## Items

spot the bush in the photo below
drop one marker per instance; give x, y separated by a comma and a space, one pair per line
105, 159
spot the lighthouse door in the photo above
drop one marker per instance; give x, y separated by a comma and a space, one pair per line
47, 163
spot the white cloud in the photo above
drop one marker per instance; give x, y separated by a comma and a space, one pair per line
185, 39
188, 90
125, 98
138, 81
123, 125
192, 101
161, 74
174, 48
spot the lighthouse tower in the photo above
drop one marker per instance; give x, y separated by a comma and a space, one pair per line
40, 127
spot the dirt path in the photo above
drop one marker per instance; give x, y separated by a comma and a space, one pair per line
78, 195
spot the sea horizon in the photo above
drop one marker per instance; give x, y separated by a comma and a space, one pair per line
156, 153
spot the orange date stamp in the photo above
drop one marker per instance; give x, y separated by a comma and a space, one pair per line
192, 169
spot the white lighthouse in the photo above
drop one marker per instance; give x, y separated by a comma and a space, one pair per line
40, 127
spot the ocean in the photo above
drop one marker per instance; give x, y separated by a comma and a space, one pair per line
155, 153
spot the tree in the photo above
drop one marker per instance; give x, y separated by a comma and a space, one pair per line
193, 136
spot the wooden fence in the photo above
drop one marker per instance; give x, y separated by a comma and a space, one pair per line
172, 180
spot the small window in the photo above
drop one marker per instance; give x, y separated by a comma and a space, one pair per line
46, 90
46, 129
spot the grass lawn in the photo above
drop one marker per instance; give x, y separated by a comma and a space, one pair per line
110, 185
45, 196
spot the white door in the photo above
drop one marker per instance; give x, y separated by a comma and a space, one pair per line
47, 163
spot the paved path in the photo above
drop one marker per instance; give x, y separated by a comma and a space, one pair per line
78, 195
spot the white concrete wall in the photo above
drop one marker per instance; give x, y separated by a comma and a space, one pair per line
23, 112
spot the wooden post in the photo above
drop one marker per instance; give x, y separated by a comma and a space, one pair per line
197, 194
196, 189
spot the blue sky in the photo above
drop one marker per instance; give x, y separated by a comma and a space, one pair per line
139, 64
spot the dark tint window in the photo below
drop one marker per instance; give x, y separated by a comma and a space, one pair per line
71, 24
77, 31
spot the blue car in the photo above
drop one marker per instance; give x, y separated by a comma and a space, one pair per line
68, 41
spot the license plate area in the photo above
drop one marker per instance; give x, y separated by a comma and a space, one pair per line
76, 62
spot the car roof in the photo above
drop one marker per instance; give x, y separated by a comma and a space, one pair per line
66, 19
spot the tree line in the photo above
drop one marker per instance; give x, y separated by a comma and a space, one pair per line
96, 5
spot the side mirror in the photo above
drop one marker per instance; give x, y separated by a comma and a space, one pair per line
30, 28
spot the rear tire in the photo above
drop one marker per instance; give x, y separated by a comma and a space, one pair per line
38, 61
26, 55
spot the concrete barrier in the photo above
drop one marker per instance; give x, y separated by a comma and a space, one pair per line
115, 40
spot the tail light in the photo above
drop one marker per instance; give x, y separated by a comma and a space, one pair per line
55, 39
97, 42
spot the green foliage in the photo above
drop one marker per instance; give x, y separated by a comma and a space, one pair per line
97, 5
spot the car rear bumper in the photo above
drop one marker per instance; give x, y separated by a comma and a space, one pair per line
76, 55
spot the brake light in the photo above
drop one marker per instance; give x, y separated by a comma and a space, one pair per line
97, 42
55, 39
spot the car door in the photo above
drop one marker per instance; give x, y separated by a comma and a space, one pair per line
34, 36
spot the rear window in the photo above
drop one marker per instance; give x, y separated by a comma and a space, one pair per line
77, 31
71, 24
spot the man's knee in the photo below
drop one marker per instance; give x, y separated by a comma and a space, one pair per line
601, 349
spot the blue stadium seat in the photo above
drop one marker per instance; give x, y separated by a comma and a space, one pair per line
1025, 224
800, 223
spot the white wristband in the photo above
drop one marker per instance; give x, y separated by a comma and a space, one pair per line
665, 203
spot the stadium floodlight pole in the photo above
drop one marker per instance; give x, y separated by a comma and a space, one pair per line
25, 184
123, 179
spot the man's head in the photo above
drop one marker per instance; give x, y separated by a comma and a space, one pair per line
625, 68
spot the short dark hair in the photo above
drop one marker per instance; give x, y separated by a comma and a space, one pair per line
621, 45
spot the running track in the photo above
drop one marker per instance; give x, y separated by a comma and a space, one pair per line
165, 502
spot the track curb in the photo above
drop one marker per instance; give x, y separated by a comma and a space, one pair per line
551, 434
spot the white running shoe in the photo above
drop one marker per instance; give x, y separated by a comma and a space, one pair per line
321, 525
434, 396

## Stated problem
Write out all the lines again, exactly as they are.

## Result for this exercise
spot the bush in the photo below
drop one marker per instance; give x, y separated by a comma and a space, one pair per line
105, 159
spot the lighthouse door in the photo above
drop one marker per instance; give x, y separated by a comma and a space, one pair per line
47, 163
spot the white cloud in the photo above
drop one marker per instance; give x, y separated by a comma and a space, one pair per line
185, 39
188, 90
125, 98
138, 81
123, 125
192, 101
161, 74
174, 48
spot the lighthouse tower in the photo above
drop one marker per instance; give x, y separated by a comma and a space, one pair per line
40, 127
spot the dirt path in the photo above
drop one marker per instance; give x, y separated by a comma and a space, one pair per line
78, 195
spot the sea horizon in the photo above
drop one marker per instance; give x, y separated by a comma and a space, one pair per line
156, 153
spot the orange date stamp in the photo above
drop one marker per instance; give x, y separated by a comma and a space, one pair per line
192, 169
spot the white lighthouse in the photo above
drop one marker per instance; give x, y separated by a comma and a space, one pair per line
40, 127
spot the ocean in the photo above
drop one marker per instance; give x, y separated by a comma and a space, one pair per line
155, 153
spot the tree in the photo above
drop one marker per instance; give x, y separated by a comma and a space, one pair per line
193, 136
spot the wooden fence in the photo above
drop one marker per instance; give x, y separated by a comma and a space, one pair per line
172, 180
spot the small window in the photo above
drop one marker per instance; give x, y separated by a comma and a space, one pair per line
46, 90
46, 129
spot the grass lawn in the photo above
drop one marker per instance; give x, y separated by a comma and a space, one pair per line
110, 185
45, 196
spot the white door in the photo above
drop one marker per instance; give x, y separated by a comma and a space, one pair per line
47, 163
spot the paved path in the photo above
drop one marker per instance; give x, y separated by a comma and a space, one pair per line
78, 195
spot the white concrete wall in the photo above
drop one marker per instance; give x, y separated by a comma and a space, one pair per line
23, 112
spot the wooden post in the photo above
drop one marker per instance; give x, y separated by a comma and a space, one pair per line
197, 194
196, 189
spot the blue sky in the photo above
drop one marker per instance; give x, y separated by a comma and a space, one pair per line
139, 64
spot the dark tint window in the photo below
drop one marker per instance; give x, y separated by a comma and a space, one pair per line
71, 24
77, 31
spot the blue car in the photo above
drop one marker per instance; give x, y separated by a comma and a space, one pair per line
68, 41
spot the license plate area in the photo above
drop one marker per instance; give x, y separated by a comma and a space, one pair per line
76, 62
spot the car roof in the photo above
drop one marker per instance; give x, y separated by a comma and a space, one pair per line
66, 19
spot the tree line in the photo above
drop one marker per instance; give x, y separated by a comma and a space, one pair per line
96, 5
spot the side mirror in the photo above
drop one marker per instance; give x, y separated by a comma and a space, one pair per line
30, 28
spot the rear tire in the photo above
drop one marker per instance; give x, y separated by a comma and a space, one pair per line
38, 61
26, 55
spot the concrete barrier in the photo above
drop one marker per instance; give x, y separated by a comma and a space, one pair per line
115, 40
spot the tail light in the photo above
drop one marker per instance; give x, y separated by a comma and a space, one pair per line
55, 39
97, 42
spot the green foliage in the photo above
drop one marker per instance; give x, y separated by a comma and a space, one pair per line
97, 5
spot the car rear bumper in the photo above
drop one marker per instance; give x, y separated by a comma and a space, one pair per line
76, 55
spot the brake light in the photo above
drop one marker per instance; give x, y separated by a comma and a space, one pair per line
97, 42
55, 39
spot the car door in the photo above
drop one marker per instance; give x, y separated by a comma and a space, one pair per line
34, 36
spot the rear window in the photo above
drop one marker per instance; give x, y separated by a comma and a space, one pair per line
77, 31
71, 24
spot the man's knee in the photo below
drop one marker per instance; give x, y separated by a comma and a space, one pair per line
601, 349
spot the blue stadium seat in the photo above
drop one marker per instance; give x, y separated by a comma and a space, one pair per line
1025, 224
800, 223
spot the white wristband in the photo above
drop one marker per instance; give x, y separated by a comma and a space, one pair per line
665, 203
spot the stadium floodlight pole in the photo above
drop one marker per instance; give x, y separated by a comma and a space, one pair per line
25, 184
123, 179
spot the man's head in the photo above
drop one marker per instance; give x, y separated by a comma and a space, one pair per line
625, 68
spot the short dark hair in the photo above
drop one marker per instance; give x, y separated by a comma and a space, one pair per line
621, 45
spot the running track in the photo above
drop one marker per instance; give x, y separated by a comma and a space, one pair per line
165, 502
spot the track curb in the photo above
drop one marker per instance; give x, y separated by a comma and a space, one pair per line
551, 434
spot the white running shoe in the photo above
drop one marker per instance; give x, y separated by a comma and a space, one pair per line
321, 525
434, 396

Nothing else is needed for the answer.